Prunella Clough

Wire and Demolition

1982

On display at Tate Britain

Medium
Oil paint on canvas
Dimensions
Support: 1520 x 1670 mm
frame: 1548 x 1702 x 38 mm
Collection
Tate
Acquisition
Purchased 1982
Reference
T03451

Display caption

In an interview in 1982 Prunella Clough described her work in terms of urban landscape, particularly the light industrial estates of London; the titles of Clough’s paintings in the early 1980s often refer to gates, fences and wire. Paintings such as this were often inspired by the sight of incidental objects that the artist spotted, such as a piece of old wire on a building site. Any reference is from memory as Clough did not make sketches on location.

Gallery label, September 2016

Catalogue entry

T03451 WIRE AND DEMOLITION 1982

Oil on canvas 60 × 65 3/4 (1520 × 1670)
Inscribed ‘↑ Clough’ on reverse
Purchased from the artist (Grant-in-Aid) 1982
Exh: Prunella Clough, New Paintings, 1979–82, Warwick Arts Trust, April–May 1982 (62, repr.); Prunella Clough, Fitzwilliam Museum, Cambridge, May–July 1982 (no catalogue)

§ **EXERCISE TASKS**
1 - Using the Tate entry for Wire and Demolition, how would you restate the paragraph beginning "In an interview in 1982" as a short bulleted list that keeps its main facts?
2 - From the Tate entry for Wire and Demolition, extract the stretch from "Display caption" through "(1520 × 1670)" word for word.
3 - What might come next in the Tate catalogue entry for Prunella Clough's Wire and Demolition? Continue it from its last line.

[Stored data entries]
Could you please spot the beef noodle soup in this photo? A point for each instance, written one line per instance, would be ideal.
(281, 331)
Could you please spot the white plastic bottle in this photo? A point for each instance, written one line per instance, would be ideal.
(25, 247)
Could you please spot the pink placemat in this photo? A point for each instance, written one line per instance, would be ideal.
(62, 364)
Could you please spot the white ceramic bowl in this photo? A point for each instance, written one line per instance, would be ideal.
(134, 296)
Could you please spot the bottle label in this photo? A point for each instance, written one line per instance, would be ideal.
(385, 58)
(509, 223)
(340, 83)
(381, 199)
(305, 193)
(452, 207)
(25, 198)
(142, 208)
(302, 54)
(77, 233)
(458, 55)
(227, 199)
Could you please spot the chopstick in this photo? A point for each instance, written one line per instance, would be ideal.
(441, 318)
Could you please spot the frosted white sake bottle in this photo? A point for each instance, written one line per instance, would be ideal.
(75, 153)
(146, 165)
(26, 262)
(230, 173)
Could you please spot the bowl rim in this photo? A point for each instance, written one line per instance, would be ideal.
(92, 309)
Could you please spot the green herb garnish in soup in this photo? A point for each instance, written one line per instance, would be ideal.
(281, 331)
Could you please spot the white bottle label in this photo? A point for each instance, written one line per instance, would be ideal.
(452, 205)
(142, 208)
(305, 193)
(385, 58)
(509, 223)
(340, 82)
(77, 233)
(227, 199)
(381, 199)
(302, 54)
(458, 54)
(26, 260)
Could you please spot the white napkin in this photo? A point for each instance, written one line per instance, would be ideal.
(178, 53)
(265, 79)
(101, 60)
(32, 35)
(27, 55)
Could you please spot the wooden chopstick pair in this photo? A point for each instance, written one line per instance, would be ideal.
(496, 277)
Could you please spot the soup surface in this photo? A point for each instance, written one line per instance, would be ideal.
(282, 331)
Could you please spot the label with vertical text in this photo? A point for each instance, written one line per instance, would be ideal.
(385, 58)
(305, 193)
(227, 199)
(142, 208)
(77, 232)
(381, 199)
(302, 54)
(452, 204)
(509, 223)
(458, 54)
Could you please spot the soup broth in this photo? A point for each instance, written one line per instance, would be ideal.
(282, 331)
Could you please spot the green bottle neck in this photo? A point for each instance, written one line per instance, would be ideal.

§ **TASK ANSWERS**
1 -
- In a 1982 interview, Prunella Clough described her work as urban landscape, especially London's light industrial estates.
- Her paintings of the early 1980s often have titles that refer to gates, fences and wire.
- Works like this one were often prompted by incidental objects she noticed, such as old wire on a building site.
- She made no sketches on location, so any reference comes from memory.

2 -
Display caption

In an interview in 1982 Prunella Clough described her work in terms of urban landscape, particularly the light industrial estates of London; the titles of Clough’s paintings in the early 1980s often refer to gates, fences and wire. Paintings such as this were often inspired by the sight of incidental objects that the artist spotted, such as a piece of old wire on a building site. Any reference is from memory as Clough did not make sketches on location.

Gallery label, September 2016

Catalogue entry

T03451 WIRE AND DEMOLITION 1982

Oil on canvas 60 × 65 3/4 (1520 × 1670)

3 -
The artist's interview (1982) with Bryan Robertson was printed as the introduction to the Warwick Arts Trust catalogue. In this she describes her work in terms of urban landscape, particularly the light industrial estates of London. Subjects are not sketched on the spot, and any reference to real places is from memory. Four of the artist's photographs of such areas, of gates, a door and a wall, were published in this catalogue, not for any direct connection with particular paintings, but as a demonstration of a way of looking at such scenes in the terms of her abstract paintings.

The titles of Clough's paintings of 1980–1 often refer to gates, fences, wire mesh and wire. The surface of ‘Yellow Mesh’ includes particles of dust (identified by the artist as either ash or silver sand) mixed with the paint.

The canvas is partly painted on the reverse.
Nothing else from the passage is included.